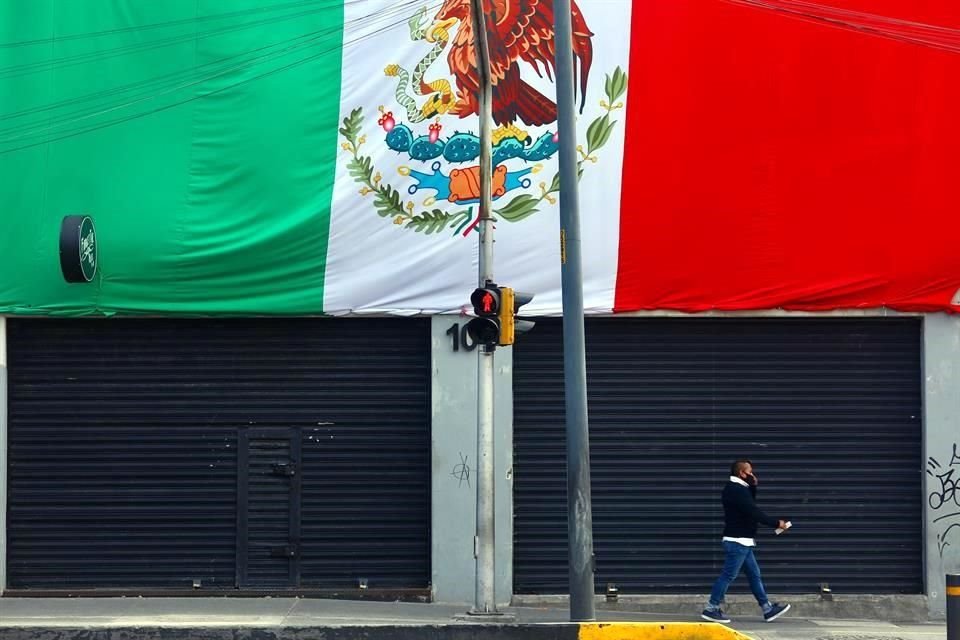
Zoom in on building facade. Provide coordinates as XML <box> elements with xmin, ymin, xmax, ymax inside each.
<box><xmin>0</xmin><ymin>0</ymin><xmax>960</xmax><ymax>612</ymax></box>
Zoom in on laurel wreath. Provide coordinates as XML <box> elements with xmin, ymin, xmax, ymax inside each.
<box><xmin>340</xmin><ymin>67</ymin><xmax>627</xmax><ymax>235</ymax></box>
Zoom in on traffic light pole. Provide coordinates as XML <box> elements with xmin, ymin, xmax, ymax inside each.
<box><xmin>470</xmin><ymin>0</ymin><xmax>499</xmax><ymax>615</ymax></box>
<box><xmin>553</xmin><ymin>0</ymin><xmax>596</xmax><ymax>622</ymax></box>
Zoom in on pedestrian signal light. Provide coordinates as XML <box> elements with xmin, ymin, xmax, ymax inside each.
<box><xmin>470</xmin><ymin>284</ymin><xmax>500</xmax><ymax>318</ymax></box>
<box><xmin>467</xmin><ymin>282</ymin><xmax>501</xmax><ymax>347</ymax></box>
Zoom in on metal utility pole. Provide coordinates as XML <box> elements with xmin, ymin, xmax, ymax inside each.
<box><xmin>470</xmin><ymin>0</ymin><xmax>499</xmax><ymax>615</ymax></box>
<box><xmin>553</xmin><ymin>0</ymin><xmax>596</xmax><ymax>622</ymax></box>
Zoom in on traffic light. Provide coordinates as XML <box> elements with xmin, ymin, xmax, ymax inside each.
<box><xmin>499</xmin><ymin>287</ymin><xmax>536</xmax><ymax>347</ymax></box>
<box><xmin>467</xmin><ymin>282</ymin><xmax>501</xmax><ymax>347</ymax></box>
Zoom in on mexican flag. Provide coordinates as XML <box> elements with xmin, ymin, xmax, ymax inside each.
<box><xmin>0</xmin><ymin>0</ymin><xmax>960</xmax><ymax>315</ymax></box>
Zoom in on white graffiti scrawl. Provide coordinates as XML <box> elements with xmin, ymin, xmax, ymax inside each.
<box><xmin>927</xmin><ymin>442</ymin><xmax>960</xmax><ymax>558</ymax></box>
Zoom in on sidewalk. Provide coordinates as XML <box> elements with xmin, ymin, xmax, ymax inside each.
<box><xmin>0</xmin><ymin>597</ymin><xmax>946</xmax><ymax>640</ymax></box>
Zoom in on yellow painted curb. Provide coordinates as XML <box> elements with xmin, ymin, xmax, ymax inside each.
<box><xmin>578</xmin><ymin>622</ymin><xmax>752</xmax><ymax>640</ymax></box>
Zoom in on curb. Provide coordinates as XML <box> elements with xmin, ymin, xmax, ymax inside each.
<box><xmin>0</xmin><ymin>622</ymin><xmax>751</xmax><ymax>640</ymax></box>
<box><xmin>578</xmin><ymin>622</ymin><xmax>751</xmax><ymax>640</ymax></box>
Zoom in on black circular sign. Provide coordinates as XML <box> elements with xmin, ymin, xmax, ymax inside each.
<box><xmin>60</xmin><ymin>216</ymin><xmax>97</xmax><ymax>282</ymax></box>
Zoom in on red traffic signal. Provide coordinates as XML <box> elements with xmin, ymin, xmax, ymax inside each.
<box><xmin>470</xmin><ymin>285</ymin><xmax>500</xmax><ymax>318</ymax></box>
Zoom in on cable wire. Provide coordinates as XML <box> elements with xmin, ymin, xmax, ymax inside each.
<box><xmin>0</xmin><ymin>5</ymin><xmax>439</xmax><ymax>155</ymax></box>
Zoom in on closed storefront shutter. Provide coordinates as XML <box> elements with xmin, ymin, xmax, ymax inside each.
<box><xmin>514</xmin><ymin>318</ymin><xmax>923</xmax><ymax>594</ymax></box>
<box><xmin>8</xmin><ymin>318</ymin><xmax>430</xmax><ymax>591</ymax></box>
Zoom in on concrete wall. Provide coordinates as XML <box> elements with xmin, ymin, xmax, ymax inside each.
<box><xmin>431</xmin><ymin>316</ymin><xmax>513</xmax><ymax>609</ymax></box>
<box><xmin>923</xmin><ymin>314</ymin><xmax>960</xmax><ymax>617</ymax></box>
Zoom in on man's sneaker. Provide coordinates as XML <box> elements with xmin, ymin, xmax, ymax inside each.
<box><xmin>700</xmin><ymin>609</ymin><xmax>730</xmax><ymax>624</ymax></box>
<box><xmin>763</xmin><ymin>602</ymin><xmax>790</xmax><ymax>622</ymax></box>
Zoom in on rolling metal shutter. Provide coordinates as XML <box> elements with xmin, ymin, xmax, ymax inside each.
<box><xmin>8</xmin><ymin>318</ymin><xmax>430</xmax><ymax>591</ymax></box>
<box><xmin>514</xmin><ymin>318</ymin><xmax>923</xmax><ymax>594</ymax></box>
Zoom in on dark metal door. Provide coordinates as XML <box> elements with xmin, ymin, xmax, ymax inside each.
<box><xmin>237</xmin><ymin>429</ymin><xmax>302</xmax><ymax>589</ymax></box>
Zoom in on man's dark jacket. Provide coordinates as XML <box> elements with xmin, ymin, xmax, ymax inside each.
<box><xmin>723</xmin><ymin>481</ymin><xmax>780</xmax><ymax>538</ymax></box>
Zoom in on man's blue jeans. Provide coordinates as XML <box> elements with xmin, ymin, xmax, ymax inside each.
<box><xmin>710</xmin><ymin>540</ymin><xmax>770</xmax><ymax>610</ymax></box>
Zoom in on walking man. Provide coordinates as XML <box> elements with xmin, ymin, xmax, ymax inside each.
<box><xmin>701</xmin><ymin>460</ymin><xmax>790</xmax><ymax>624</ymax></box>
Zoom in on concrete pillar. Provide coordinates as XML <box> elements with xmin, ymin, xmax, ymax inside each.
<box><xmin>923</xmin><ymin>313</ymin><xmax>960</xmax><ymax>618</ymax></box>
<box><xmin>431</xmin><ymin>316</ymin><xmax>513</xmax><ymax>611</ymax></box>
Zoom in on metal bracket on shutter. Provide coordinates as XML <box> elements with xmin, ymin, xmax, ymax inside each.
<box><xmin>270</xmin><ymin>544</ymin><xmax>300</xmax><ymax>558</ymax></box>
<box><xmin>273</xmin><ymin>462</ymin><xmax>297</xmax><ymax>477</ymax></box>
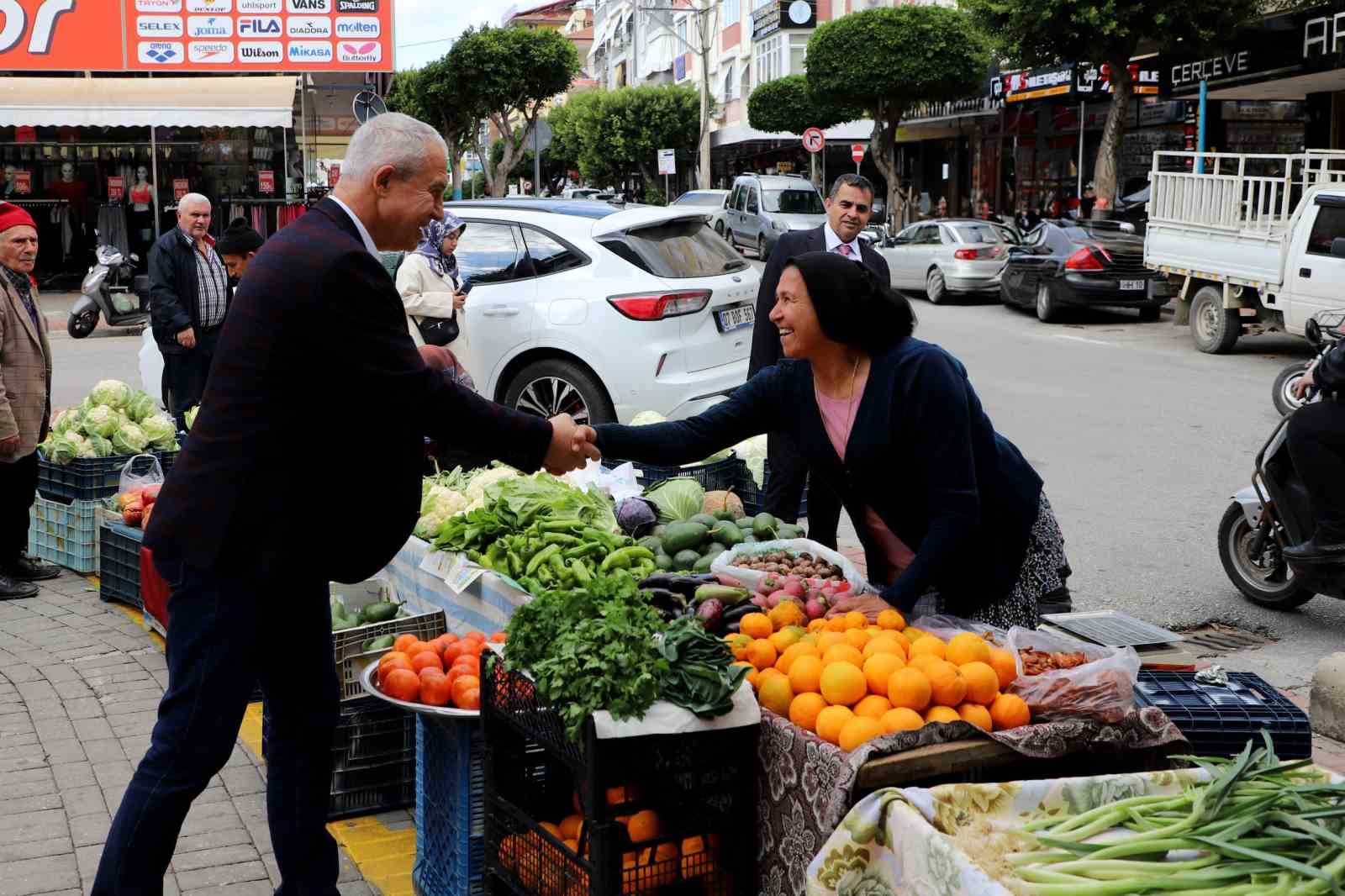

* * *

WHAT YOU ARE ASKED TO DO. State how many lines in the records above contain the word "light". Reply with the number alone.

RESULT BELOW. 3